### EXERCISE
Write out each entry, exactly the way it appears.

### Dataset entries
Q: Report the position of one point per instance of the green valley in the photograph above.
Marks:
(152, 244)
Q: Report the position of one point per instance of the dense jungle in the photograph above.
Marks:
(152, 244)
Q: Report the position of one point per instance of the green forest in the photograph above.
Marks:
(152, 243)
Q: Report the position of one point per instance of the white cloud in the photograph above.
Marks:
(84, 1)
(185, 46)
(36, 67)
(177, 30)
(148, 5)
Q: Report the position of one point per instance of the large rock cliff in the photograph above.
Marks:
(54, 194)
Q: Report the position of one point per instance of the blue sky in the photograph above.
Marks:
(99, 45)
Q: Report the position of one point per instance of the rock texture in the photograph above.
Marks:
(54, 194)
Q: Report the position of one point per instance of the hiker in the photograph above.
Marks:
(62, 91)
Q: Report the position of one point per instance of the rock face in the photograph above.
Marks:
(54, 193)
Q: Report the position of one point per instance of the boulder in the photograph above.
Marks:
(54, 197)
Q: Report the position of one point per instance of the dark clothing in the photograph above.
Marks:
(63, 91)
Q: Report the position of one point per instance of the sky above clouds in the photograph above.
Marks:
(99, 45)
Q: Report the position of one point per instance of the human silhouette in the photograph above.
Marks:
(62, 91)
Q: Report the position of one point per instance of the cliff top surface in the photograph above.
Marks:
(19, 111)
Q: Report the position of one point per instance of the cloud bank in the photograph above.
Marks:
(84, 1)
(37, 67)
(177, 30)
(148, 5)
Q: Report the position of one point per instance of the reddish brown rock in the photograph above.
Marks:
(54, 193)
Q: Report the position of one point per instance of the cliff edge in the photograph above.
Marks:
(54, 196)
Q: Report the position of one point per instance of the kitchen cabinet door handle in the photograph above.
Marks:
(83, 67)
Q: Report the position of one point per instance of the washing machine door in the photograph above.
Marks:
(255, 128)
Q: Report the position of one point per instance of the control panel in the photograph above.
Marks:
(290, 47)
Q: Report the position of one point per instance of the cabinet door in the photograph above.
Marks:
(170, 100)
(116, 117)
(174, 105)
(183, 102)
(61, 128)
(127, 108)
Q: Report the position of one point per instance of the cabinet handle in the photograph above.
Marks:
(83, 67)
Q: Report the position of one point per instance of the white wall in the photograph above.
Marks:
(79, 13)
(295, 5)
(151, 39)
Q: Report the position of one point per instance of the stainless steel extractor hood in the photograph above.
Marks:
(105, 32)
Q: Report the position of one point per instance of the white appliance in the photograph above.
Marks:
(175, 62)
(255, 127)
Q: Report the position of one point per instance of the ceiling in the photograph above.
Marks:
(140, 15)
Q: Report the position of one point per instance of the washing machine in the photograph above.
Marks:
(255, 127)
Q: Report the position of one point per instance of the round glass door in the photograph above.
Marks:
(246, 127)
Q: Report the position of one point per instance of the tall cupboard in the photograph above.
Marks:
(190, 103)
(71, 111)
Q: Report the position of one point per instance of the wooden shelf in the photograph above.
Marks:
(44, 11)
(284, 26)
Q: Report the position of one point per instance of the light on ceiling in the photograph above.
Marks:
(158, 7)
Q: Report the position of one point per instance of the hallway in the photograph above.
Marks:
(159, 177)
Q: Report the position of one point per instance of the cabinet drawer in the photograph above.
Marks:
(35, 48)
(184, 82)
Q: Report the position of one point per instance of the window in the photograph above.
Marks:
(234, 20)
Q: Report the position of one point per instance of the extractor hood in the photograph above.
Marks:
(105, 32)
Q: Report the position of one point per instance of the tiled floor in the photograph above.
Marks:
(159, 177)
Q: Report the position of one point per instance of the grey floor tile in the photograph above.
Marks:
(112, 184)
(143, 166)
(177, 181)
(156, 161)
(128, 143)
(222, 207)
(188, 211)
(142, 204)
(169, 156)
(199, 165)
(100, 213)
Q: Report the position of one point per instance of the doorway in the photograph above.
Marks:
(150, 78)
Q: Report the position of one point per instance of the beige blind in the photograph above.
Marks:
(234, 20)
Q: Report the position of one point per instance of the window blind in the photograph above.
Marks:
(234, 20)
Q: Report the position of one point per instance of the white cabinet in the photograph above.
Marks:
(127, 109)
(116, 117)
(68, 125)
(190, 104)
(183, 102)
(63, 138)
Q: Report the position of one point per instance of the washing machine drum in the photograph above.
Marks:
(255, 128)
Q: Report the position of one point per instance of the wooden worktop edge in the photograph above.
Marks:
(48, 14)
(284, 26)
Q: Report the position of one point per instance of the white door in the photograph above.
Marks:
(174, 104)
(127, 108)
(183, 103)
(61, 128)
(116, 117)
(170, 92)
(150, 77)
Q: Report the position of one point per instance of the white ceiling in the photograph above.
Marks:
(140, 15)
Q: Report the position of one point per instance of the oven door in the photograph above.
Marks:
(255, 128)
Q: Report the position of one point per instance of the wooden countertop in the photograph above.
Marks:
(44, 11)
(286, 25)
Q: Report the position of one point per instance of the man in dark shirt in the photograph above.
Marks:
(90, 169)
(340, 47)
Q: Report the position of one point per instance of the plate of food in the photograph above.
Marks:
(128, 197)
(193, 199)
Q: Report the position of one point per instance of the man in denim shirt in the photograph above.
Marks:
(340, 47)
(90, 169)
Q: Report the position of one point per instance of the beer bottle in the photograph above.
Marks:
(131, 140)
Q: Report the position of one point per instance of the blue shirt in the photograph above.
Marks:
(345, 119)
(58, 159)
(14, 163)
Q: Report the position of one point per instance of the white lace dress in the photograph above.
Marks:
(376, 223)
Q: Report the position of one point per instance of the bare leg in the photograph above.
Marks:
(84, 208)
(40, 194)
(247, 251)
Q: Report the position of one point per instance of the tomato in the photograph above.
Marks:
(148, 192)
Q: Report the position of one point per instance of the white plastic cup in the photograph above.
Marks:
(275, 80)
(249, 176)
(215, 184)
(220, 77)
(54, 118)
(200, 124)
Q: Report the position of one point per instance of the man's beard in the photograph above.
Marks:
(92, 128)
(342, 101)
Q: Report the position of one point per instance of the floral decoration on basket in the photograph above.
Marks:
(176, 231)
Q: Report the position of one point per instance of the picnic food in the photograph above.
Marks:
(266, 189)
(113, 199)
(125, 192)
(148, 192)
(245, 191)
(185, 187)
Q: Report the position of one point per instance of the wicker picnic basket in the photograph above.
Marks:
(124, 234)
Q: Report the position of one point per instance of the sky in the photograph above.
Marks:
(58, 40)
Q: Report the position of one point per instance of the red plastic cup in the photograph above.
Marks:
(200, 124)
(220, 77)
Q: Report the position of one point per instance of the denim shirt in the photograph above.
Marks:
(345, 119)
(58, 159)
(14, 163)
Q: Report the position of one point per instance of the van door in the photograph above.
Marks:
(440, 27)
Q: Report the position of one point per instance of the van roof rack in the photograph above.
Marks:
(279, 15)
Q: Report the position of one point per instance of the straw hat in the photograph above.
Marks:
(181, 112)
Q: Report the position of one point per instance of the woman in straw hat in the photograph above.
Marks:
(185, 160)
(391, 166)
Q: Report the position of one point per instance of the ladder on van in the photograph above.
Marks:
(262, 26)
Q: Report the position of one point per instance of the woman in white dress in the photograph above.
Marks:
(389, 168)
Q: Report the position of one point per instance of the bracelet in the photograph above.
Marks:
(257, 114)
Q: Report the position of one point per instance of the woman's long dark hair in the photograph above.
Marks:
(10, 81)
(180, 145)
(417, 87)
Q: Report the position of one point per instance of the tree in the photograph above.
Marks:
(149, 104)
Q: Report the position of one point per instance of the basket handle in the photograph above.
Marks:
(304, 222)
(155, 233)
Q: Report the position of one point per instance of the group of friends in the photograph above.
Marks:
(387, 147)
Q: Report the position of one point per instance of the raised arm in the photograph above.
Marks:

### EXPECTED OUTPUT
Q: Report the position of one point per instance of the green valley in the photograph above.
Marks:
(152, 244)
Q: Report the position of one point per instance of the dense jungle in the photograph above.
Marks:
(152, 244)
Q: Report the position of one point per instance of the green forest in the photograph above.
Marks:
(152, 243)
Q: Report the position of one point per instance of the white cloud in the photograph above.
Marks:
(84, 1)
(185, 46)
(36, 67)
(177, 30)
(148, 5)
Q: Report the position of one point per instance of the large rock cliff in the photograph above.
Marks:
(54, 194)
Q: Report the position of one point per instance of the blue sky in the photograph above.
Marks:
(99, 45)
Q: Report the position of one point per instance of the rock texture in the photograph above.
Marks:
(54, 194)
Q: Report the position of one point per instance of the hiker in the photograph above.
Marks:
(62, 91)
Q: Report the position of one point per instance of the rock face in the photograph above.
Marks:
(54, 193)
Q: Report the position of one point per instance of the boulder in the photograph above.
Marks:
(54, 197)
Q: Report the position of one point per instance of the dark clothing in the photograph above.
Marks:
(63, 91)
Q: Report the position of one point per instance of the sky above clouds in the photograph above.
Marks:
(99, 45)
Q: Report the position of one point per instance of the human silhouette in the photograph above.
Marks:
(62, 91)
Q: Report the position of one point per instance of the cliff top surface in the photograph above.
Marks:
(19, 111)
Q: Report the position of one point per instance of the cloud bank in the photograph above.
Marks:
(84, 1)
(37, 67)
(177, 30)
(148, 5)
Q: Report the position of one point per instance of the reddish brown rock in the photograph above.
Marks:
(54, 193)
Q: Report the position of one point per instance of the cliff edge in the photograph above.
Marks:
(54, 196)
Q: Report the position of one point per instance of the kitchen cabinet door handle in the photograph above.
Marks:
(83, 67)
Q: Report the position of one point per instance of the washing machine door in the photograph above.
Marks:
(255, 128)
Q: Report the position of one point per instance of the control panel in the photograph above.
Marks:
(290, 47)
Q: Report the position of one point per instance of the cabinet door in the photograph above.
Marks:
(170, 100)
(116, 117)
(174, 105)
(183, 102)
(61, 128)
(127, 108)
Q: Report the position of one point per instance of the cabinet handle in the photograph above.
Marks:
(83, 67)
Q: Report the position of one point per instance of the white wall in the photograph above.
Marks:
(79, 13)
(295, 5)
(151, 39)
Q: Report the position of one point per instance of the stainless steel extractor hood in the photograph above.
Marks:
(105, 32)
Q: Report the position of one point per instance of the white appliance in the photograph above.
Marks:
(175, 62)
(255, 127)
Q: Report the position of one point per instance of the ceiling in the photograph above.
Marks:
(140, 15)
Q: Report the position of one point per instance of the washing machine in the photograph above.
Marks:
(255, 127)
Q: Report the position of one point per instance of the round glass door in the photograph above.
Marks:
(246, 127)
Q: Report the position of one point per instance of the tall cupboard in the photograph above.
Marks:
(190, 103)
(71, 111)
Q: Report the position of one point per instance of the wooden shelf in the photograph above.
Marks:
(44, 11)
(284, 26)
Q: Report the position of one point per instance of the light on ceiling in the photograph above.
Marks:
(158, 7)
Q: Report the position of one point per instance of the hallway in the photograph above.
Marks:
(159, 177)
Q: Report the position of one point per instance of the cabinet drawer in the photograph above.
Marks:
(35, 48)
(184, 82)
Q: Report the position of one point per instance of the window in the photograph above.
Marks:
(234, 20)
Q: Report the position of one point per instance of the extractor hood in the photograph above.
Marks:
(105, 32)
Q: Report the position of one point per instance of the tiled floor in the photograph above.
Marks:
(159, 177)
Q: Report the position of one point per instance of the grey floor tile in the photograph above.
Marks:
(112, 184)
(143, 166)
(177, 181)
(156, 161)
(128, 143)
(222, 207)
(188, 211)
(142, 204)
(169, 156)
(199, 165)
(100, 213)
Q: Report the position of one point per instance of the doorway in the photograph above.
Marks:
(150, 78)
Q: Report the position of one point per instance of the beige blind in the photograph above.
Marks:
(234, 20)
Q: Report the position of one point per instance of the window blind in the photograph above.
Marks:
(234, 20)
Q: Report the position of one point per instance of the white cabinet in the photograph above.
Marks:
(127, 109)
(116, 117)
(68, 125)
(190, 104)
(183, 102)
(63, 138)
Q: Report the position of one point per instance of the washing machine drum in the photograph above.
Marks:
(255, 128)
Q: Report the position of one point per instance of the wooden worktop edge in the photograph above.
Marks:
(48, 14)
(284, 26)
Q: Report the position of one point per instance of the white door in the photograph above.
Marks:
(174, 104)
(127, 108)
(183, 103)
(61, 128)
(116, 117)
(170, 92)
(150, 77)
Q: Report the position of one point per instance of the white ceiling in the photograph above.
Marks:
(140, 15)
Q: Report the position of one point per instance of the oven door in the photograph above.
Marks:
(255, 128)
Q: Report the position of one point per instance of the wooden countertop in the photograph above.
Marks:
(44, 11)
(286, 25)
Q: Report the position of one point per instance of the man in dark shirt in the photograph above.
Marks:
(90, 169)
(340, 47)
Q: Report the position of one point per instance of the plate of food in the photograph above.
Marks:
(128, 197)
(193, 199)
Q: Report the position of one point per instance of the man in denim shirt in the photograph above.
Marks:
(340, 47)
(90, 169)
Q: Report the position of one point per instance of the beer bottle in the photograph above.
Marks:
(131, 140)
Q: Report the position of one point per instance of the blue shirt in the photograph above.
Marks:
(345, 119)
(58, 159)
(14, 163)
Q: Report the position of one point per instance of the white lace dress in the photograph above.
Marks:
(376, 223)
Q: Report the position of one point per instance of the bare leg in the photograph above.
Marks:
(84, 208)
(40, 194)
(247, 251)
Q: Report the position of one point per instance of the tomato in the photograph above.
Marks:
(148, 192)
Q: Report the position of one point per instance of the white plastic cup in the photograph above.
Marks:
(275, 80)
(249, 176)
(215, 184)
(220, 77)
(54, 118)
(200, 124)
Q: Report the position of one point per instance of the man's beard in the photograph above.
Marks:
(92, 128)
(342, 101)
Q: Report the position of one point per instance of the floral decoration on basket in the photograph above.
Marks:
(176, 231)
Q: Report the position of one point per instance of the picnic food in the photograph above.
Marks:
(266, 189)
(113, 199)
(125, 192)
(148, 192)
(245, 191)
(185, 187)
Q: Report the position of one point per instance of the wicker picnic basket in the photograph above.
Marks:
(124, 234)
Q: Report the position of one point per instance of the sky in the photograph above.
Marks:
(58, 40)
Q: Report the position of one point per instance of the red plastic cup in the photograph above.
Marks:
(200, 124)
(220, 77)
Q: Report the position of one point per instance of the denim shirt in the photograph above.
Marks:
(345, 119)
(58, 159)
(14, 163)
Q: Report the position of one point per instance of the van door in the photograph above.
Marks:
(440, 27)
Q: Report the position of one point per instance of the van roof rack in the photograph above.
Marks:
(279, 15)
Q: Report the position of one point per instance of the straw hat in the photograph above.
Marks:
(181, 112)
Q: Report the position of one point per instance of the woman in straw hat in the photograph above.
Marks:
(185, 160)
(391, 166)
Q: Report the position of one point per instance of the ladder on van in the photograph above.
Marks:
(262, 26)
Q: Report the position of one point per instance of the woman in white dress in the photograph above.
Marks:
(389, 168)
Q: Report the position of one point per instance of the bracelet in the photograph above.
Marks:
(257, 114)
Q: Report the position of one point per instance of the woman's long dark hair in the photograph above.
Marks:
(10, 81)
(180, 145)
(417, 87)
Q: Report the position of one point per instance of the tree in the photograph above.
Marks:
(149, 104)
Q: Report the position of one point per instance of the basket handle in the photograph above.
Marks:
(304, 222)
(155, 233)
Q: Report the position of one point per instance of the group of friends in the photograph above.
Marks:
(387, 147)
Q: Report the position of one point per instance of the raised arm in the photograph above.
Marks:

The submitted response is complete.